Document passage =
=== Begin Enclosure ===
I asked her what she experienced when she was locked into what she called a “semi-trance.”

She narrowed her eyes and thought.

“I can’t really describe it. I just ... something comes out of the person and across the space between that person and me and then comes into me. As soon as I know the something is in me, I ask it to let me go. I talk to it, and ask it to help me. And then I start to draw.”

Her face went soft and she smiled. ‘‘I love those paintings.” Then something darker crossed her mind, ‘I’m going to tell you something ... I probably shouldn’t tell you this because a lot of the people in there would be offended. But . . . some of the spiritualist reverends have asked me to give them a reading. They want me to tell them about their ‘spirit guides’ (I don’t call them spirit guides; I just call them spirits, for lack of a better word). Sometimes I really do feel there is a spirit nearby, but other times . . . um, I don’t think the spirit guides really exist.” She looked at me intensely for a moment. “Some of the most religious people just want to believe in spirits so much that they concentrate on what they think is there and then send a thought projection of it. I know when it’s a thought projection and not a real spirit. The spirit doesn’t really exist in those cases, except to the person who wants to believe in it, and that’s beautiful. About sixty percent of the time I feel the spirits are really only thought projections-wishes-and maybe forty percent are actually spirits, or whatever you want to call them. Of course, nobody’s going to talk about that. But that’s the way it is.”

If a psychic artist is smart, said Barbara Soblewski, she won’t fool with someone’s dreams. “If I feel I’m getting a thought projection from someone who wants badly to believe in a spirit, I draw the thought projection. I don’t want to shatter anybody’s dreams.”

I asked her if she could tell psychically which of the booths contained honest parapsychology, and which did not. She thought for a while and then took my arm and offered to.lead me up and down the aisles for a psychic’s tour of the psychics.
=== End Enclosure ===
[Stored data entries]
=== Begin Enclosure ===
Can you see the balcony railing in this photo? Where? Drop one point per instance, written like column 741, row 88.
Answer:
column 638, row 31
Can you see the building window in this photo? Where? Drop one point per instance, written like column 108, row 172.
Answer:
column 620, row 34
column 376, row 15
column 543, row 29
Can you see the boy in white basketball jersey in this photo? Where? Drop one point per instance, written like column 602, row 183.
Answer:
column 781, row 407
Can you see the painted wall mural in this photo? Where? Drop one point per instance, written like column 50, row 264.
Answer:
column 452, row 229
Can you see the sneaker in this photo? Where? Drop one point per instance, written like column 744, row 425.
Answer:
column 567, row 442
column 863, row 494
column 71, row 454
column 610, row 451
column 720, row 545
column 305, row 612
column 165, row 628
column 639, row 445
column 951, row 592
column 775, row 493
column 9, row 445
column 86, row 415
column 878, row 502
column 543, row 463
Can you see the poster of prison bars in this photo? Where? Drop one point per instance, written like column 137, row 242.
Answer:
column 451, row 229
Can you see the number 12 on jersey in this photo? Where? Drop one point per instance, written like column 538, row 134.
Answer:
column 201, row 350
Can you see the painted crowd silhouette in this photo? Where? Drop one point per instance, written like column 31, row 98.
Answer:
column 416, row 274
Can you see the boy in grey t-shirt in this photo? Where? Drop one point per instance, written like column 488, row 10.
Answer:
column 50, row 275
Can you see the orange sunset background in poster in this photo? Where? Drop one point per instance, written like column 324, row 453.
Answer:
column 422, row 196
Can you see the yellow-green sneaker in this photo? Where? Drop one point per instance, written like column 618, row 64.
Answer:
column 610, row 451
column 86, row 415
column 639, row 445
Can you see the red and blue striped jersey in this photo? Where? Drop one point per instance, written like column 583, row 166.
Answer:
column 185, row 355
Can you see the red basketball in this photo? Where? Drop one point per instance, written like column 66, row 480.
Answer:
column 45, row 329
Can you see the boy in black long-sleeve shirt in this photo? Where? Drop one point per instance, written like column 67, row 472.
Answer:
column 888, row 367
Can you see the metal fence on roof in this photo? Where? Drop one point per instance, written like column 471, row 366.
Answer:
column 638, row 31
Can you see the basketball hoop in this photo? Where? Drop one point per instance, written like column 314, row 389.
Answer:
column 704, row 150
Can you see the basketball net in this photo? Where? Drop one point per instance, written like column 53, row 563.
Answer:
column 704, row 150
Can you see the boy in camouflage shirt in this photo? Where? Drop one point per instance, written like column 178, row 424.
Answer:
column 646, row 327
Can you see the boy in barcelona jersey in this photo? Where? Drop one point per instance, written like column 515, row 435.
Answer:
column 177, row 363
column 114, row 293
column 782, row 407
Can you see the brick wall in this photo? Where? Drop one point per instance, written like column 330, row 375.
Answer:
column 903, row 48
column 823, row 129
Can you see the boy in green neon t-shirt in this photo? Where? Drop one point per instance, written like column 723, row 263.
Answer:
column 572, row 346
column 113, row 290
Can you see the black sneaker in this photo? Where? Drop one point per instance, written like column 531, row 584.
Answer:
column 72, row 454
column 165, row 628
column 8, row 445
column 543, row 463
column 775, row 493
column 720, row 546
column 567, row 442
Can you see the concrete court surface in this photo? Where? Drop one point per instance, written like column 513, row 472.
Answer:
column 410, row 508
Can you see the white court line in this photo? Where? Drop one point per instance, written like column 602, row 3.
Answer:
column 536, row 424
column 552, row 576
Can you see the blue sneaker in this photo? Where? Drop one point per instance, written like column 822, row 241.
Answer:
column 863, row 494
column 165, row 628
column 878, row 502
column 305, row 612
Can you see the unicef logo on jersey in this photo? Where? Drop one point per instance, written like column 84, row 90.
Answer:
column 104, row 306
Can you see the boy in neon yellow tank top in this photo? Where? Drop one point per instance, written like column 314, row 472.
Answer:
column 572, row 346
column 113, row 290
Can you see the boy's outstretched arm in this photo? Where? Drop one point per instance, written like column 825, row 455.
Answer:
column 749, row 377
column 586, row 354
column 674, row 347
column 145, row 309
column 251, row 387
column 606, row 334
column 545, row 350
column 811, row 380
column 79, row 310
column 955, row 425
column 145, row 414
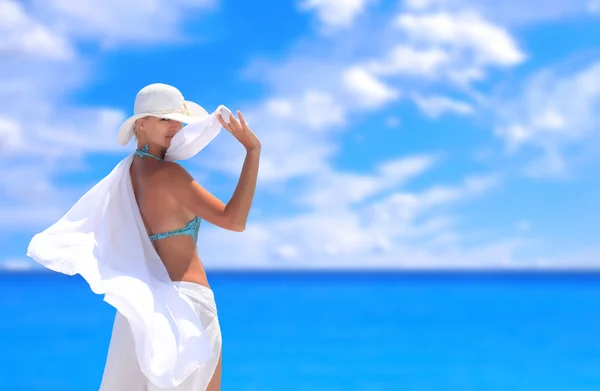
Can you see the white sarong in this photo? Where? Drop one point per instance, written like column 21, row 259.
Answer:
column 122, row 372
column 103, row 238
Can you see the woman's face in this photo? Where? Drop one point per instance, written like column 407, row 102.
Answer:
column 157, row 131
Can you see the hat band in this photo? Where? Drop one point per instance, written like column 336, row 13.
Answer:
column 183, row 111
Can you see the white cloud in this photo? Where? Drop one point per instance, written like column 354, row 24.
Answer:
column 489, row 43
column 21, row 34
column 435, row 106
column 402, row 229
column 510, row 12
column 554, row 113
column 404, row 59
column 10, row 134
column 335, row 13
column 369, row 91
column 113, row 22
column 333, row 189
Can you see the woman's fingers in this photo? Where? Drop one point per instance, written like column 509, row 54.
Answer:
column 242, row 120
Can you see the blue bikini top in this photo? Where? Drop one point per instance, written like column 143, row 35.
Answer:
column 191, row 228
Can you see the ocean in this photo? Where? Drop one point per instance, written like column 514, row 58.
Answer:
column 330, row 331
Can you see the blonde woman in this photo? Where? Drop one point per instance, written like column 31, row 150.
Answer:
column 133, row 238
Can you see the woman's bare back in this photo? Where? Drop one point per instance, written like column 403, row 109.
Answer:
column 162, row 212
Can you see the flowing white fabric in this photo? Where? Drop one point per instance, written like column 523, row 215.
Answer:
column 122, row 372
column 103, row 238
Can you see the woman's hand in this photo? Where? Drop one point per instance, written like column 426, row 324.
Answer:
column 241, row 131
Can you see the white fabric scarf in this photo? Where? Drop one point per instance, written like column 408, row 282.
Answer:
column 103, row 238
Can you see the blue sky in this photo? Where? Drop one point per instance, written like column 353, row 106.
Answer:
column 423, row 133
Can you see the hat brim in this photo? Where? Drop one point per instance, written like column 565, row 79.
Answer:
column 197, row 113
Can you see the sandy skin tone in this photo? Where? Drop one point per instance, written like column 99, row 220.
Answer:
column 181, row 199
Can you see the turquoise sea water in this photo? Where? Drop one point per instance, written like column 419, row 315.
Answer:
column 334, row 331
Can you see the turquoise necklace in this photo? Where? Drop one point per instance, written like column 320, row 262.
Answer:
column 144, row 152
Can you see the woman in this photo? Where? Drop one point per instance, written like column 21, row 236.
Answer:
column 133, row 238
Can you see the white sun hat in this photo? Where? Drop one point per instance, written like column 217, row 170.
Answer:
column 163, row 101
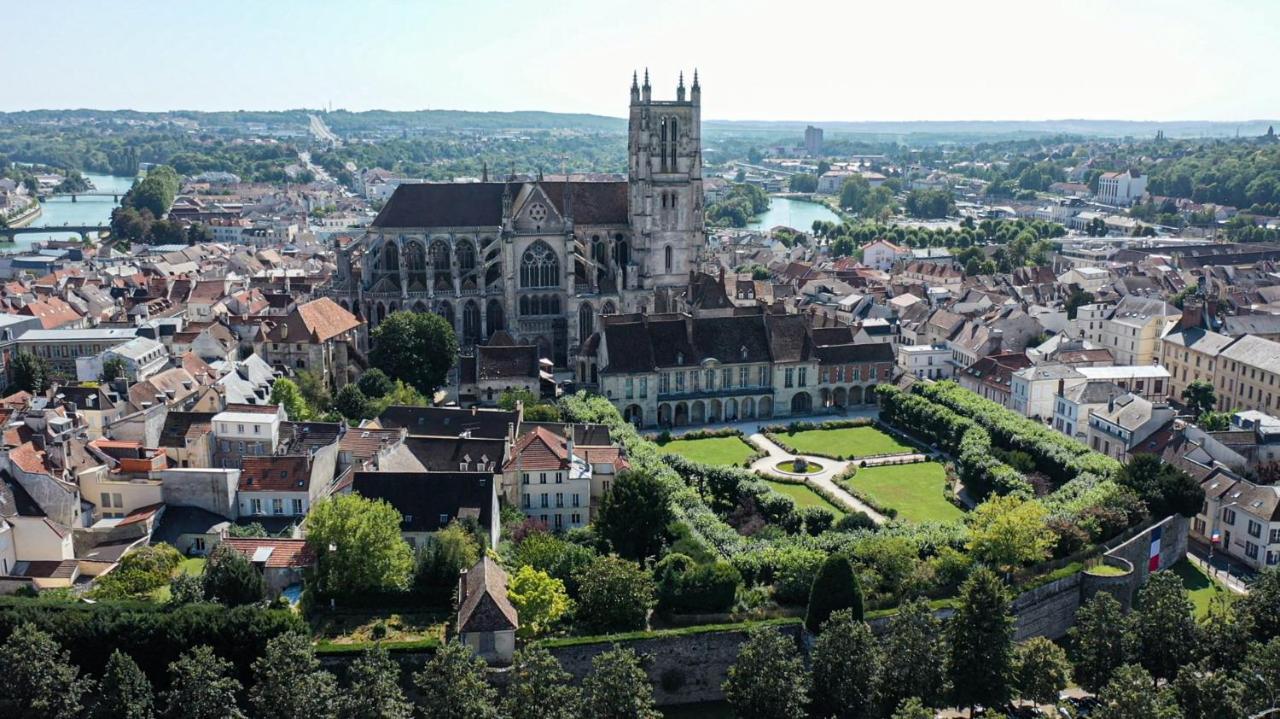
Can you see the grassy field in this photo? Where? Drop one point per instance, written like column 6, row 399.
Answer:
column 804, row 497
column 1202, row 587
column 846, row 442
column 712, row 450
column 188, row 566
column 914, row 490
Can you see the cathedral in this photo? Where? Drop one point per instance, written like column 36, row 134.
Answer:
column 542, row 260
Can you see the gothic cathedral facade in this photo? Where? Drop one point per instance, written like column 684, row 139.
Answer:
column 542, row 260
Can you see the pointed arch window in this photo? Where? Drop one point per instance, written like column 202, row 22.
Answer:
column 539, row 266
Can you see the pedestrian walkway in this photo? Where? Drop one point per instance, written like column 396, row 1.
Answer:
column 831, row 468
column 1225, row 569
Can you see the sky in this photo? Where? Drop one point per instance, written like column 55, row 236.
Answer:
=== End Enclosure ===
=== Begin Enclosure ===
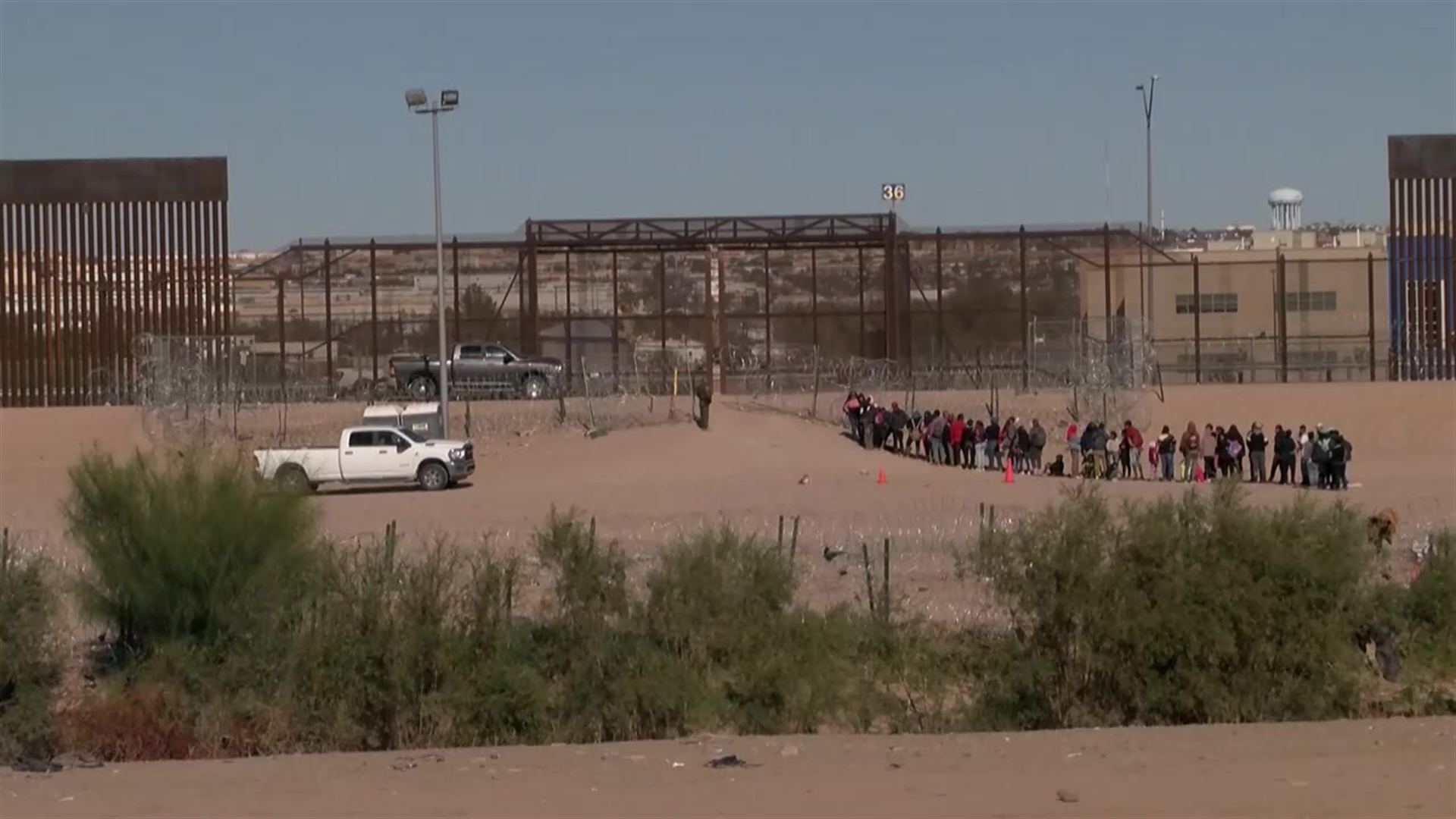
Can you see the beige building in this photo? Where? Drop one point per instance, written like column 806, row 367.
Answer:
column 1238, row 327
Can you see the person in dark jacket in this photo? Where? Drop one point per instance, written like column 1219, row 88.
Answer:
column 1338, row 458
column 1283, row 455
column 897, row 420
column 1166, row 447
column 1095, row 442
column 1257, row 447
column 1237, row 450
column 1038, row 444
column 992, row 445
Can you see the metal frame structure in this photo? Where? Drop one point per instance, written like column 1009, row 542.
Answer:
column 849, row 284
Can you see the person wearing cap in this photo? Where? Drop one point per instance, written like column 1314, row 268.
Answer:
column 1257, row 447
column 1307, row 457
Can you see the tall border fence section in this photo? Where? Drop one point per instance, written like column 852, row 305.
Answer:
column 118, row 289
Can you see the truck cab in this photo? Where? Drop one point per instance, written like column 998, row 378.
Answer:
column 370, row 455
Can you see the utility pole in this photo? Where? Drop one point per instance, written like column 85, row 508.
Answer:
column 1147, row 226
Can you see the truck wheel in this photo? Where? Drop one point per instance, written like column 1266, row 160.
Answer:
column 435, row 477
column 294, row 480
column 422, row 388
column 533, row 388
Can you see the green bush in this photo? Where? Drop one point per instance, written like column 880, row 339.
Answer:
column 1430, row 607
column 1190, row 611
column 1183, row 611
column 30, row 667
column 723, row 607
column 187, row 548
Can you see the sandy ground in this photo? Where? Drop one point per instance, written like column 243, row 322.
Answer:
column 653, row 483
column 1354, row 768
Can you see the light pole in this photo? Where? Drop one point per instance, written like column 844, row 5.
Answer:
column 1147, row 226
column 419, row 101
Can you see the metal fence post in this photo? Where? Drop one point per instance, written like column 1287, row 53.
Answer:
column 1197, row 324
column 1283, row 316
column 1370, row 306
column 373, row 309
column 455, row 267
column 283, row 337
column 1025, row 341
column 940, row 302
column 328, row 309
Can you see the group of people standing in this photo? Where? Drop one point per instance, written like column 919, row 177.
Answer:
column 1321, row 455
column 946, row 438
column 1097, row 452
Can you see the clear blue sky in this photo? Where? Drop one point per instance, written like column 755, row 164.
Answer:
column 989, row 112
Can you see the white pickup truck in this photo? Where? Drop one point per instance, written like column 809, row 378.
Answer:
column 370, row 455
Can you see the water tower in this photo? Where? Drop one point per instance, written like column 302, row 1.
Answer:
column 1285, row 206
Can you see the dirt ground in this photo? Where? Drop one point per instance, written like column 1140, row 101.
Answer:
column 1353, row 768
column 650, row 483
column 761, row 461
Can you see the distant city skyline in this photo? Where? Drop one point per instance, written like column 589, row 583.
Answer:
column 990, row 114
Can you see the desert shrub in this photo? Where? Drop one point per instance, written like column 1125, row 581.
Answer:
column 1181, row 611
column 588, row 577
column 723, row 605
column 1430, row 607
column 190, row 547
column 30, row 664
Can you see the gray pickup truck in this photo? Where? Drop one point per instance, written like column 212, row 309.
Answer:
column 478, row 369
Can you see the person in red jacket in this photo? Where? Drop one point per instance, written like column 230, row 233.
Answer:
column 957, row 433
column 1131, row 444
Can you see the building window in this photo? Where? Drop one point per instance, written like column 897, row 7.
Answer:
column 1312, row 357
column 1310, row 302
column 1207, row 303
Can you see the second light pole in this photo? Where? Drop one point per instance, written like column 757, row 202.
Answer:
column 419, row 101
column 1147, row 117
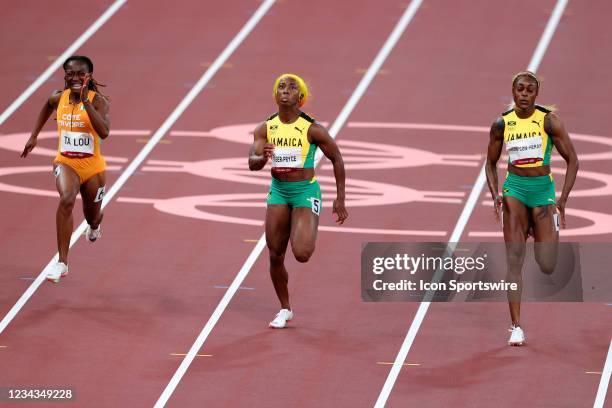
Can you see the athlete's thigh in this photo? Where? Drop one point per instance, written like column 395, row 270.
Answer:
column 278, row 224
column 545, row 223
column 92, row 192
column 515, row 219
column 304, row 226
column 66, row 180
=== End Enclosure ===
=== Begin Enclosure ===
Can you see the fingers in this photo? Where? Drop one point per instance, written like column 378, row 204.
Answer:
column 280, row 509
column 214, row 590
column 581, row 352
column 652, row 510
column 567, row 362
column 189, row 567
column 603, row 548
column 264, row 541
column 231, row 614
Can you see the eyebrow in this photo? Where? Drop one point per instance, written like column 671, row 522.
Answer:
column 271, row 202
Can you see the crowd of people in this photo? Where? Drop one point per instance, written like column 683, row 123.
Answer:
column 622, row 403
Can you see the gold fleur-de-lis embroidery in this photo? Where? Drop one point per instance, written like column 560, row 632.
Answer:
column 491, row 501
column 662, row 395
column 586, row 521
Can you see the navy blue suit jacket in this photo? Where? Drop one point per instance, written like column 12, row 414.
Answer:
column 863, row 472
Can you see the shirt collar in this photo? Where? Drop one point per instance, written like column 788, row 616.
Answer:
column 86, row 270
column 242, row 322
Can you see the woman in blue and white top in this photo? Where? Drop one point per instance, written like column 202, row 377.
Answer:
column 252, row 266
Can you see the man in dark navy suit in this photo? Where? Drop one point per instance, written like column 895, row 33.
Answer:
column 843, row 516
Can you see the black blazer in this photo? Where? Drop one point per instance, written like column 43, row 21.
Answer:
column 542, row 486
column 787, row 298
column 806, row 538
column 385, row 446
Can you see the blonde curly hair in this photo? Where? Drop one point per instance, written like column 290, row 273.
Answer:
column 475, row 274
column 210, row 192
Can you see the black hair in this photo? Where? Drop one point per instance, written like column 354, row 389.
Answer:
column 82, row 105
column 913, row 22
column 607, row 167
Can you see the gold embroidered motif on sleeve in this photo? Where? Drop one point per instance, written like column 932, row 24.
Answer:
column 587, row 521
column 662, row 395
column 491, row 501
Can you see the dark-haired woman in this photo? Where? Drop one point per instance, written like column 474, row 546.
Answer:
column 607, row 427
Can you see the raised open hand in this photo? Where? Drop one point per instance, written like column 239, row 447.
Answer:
=== End Enclosure ===
Required actions =
**a)** Write out the passage about the psychic artist word for word, starting with "I asked her if" and going on through "of the psychics.".
**b)** Extend the passage about the psychic artist, beginning right after its last sentence.
The items have no role in what is asked here.

Answer set =
**a)**
I asked her if she could tell psychically which of the booths contained honest parapsychology, and which did not. She thought for a while and then took my arm and offered to.lead me up and down the aisles for a psychic’s tour of the psychics.

**b)**
On the tour, she stopped near a booth, cocked her head, and listened to her inner senses. Sometimes she would shake her head and move on quickly. “He was a fraud,” she would say. “This one, this man is clairaudiant ... he knows I’m tuning in on him.” The man into whom she was tuning was Jason, a well-known Southern California psychic. His hair was cropped close, he wore a three-piece suit, and on his table sat a bowl of money, endorsements by Mae West, National Enquirer articles.

She sensed about forty percent of the demonstrations were authentic. Of a man selling pyramid power, she said, “He’s a businessman. Period.” Passing one booth, she whispered, “That guy is a great healer, but he’s a playboy.” The man whistled at Barbara and muttered something suggestive. Everywhere we went people watched her closely. She was the star of the convention, the only psychic to draw large crowds. “Last night David Sobel came up to me and said, ‘Hey, Barbara, you’re the star of the show. I should charge you a commission on your paintings.’ ” She headed back to her booth. Several people were waiting. “ ‘Not me, baby,’ is what I told him.”

Back at her booth, Barbara sits down and welcomes a child. The child’s mother hovers nearby.

David Sobel has escaped from Kate Smith. He wanders by with a pretty blond woman. “Hey, you get everything you need?” he asks me.

“Yes. Good stuff.”

He eyes the woman. “We’ve got booths here for everything . . . well, almost everything.” He wiggles his eyebrows and looks her up and down. “Maybe next year.”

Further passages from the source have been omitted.